— BEGIN INPUT ROWS —
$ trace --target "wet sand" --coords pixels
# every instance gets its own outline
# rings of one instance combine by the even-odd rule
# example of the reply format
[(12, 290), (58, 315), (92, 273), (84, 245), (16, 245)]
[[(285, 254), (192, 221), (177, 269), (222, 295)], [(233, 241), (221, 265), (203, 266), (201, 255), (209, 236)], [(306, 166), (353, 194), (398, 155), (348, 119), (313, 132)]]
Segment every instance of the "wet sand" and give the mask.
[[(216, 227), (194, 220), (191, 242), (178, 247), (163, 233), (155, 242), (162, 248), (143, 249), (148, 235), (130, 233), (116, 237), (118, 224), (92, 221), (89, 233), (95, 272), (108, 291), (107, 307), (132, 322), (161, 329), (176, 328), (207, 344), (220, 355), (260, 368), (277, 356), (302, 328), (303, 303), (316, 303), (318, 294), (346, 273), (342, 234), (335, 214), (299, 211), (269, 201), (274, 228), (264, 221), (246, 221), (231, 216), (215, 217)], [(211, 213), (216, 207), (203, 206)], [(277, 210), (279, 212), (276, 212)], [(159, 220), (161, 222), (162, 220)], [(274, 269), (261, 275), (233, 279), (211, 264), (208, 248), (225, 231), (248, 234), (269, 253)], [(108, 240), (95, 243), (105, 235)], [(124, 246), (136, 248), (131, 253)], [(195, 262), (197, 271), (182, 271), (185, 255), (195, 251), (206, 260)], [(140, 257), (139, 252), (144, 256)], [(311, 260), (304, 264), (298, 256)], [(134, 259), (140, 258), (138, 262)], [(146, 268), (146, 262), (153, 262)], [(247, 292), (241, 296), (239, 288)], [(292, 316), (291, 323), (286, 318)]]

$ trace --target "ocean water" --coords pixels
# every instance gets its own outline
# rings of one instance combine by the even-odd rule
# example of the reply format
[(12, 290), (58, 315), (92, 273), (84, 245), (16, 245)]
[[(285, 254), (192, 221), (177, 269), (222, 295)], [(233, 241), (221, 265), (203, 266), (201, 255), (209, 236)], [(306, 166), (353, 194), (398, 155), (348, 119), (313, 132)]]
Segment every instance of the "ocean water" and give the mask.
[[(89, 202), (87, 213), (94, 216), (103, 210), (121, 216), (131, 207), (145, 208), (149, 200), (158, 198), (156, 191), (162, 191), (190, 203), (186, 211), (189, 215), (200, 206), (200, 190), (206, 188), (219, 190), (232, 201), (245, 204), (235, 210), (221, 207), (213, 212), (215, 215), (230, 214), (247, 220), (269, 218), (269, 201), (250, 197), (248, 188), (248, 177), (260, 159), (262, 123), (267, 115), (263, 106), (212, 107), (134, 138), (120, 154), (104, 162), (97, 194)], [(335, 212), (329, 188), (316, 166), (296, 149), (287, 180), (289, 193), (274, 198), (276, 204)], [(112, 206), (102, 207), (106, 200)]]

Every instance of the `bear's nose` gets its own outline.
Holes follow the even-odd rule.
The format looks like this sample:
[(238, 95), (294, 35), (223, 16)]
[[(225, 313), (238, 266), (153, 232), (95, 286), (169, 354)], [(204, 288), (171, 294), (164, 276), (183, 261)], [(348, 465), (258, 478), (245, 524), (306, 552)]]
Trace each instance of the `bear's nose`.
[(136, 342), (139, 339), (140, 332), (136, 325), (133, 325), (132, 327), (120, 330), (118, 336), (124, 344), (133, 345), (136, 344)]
— END INPUT ROWS —
* [BRIEF] Render the lines above as a numbered list, from the line with "its own outline." to the line with "[(238, 95), (294, 35), (223, 16)]", both included, leaving out any blank lines.

* [RESULT OF THIS TASK]
1. Every instance of the `bear's nose` gets its own outline.
2. Holes follow the even-odd rule.
3. The format looks like this sample:
4. [(238, 95), (294, 35), (223, 16)]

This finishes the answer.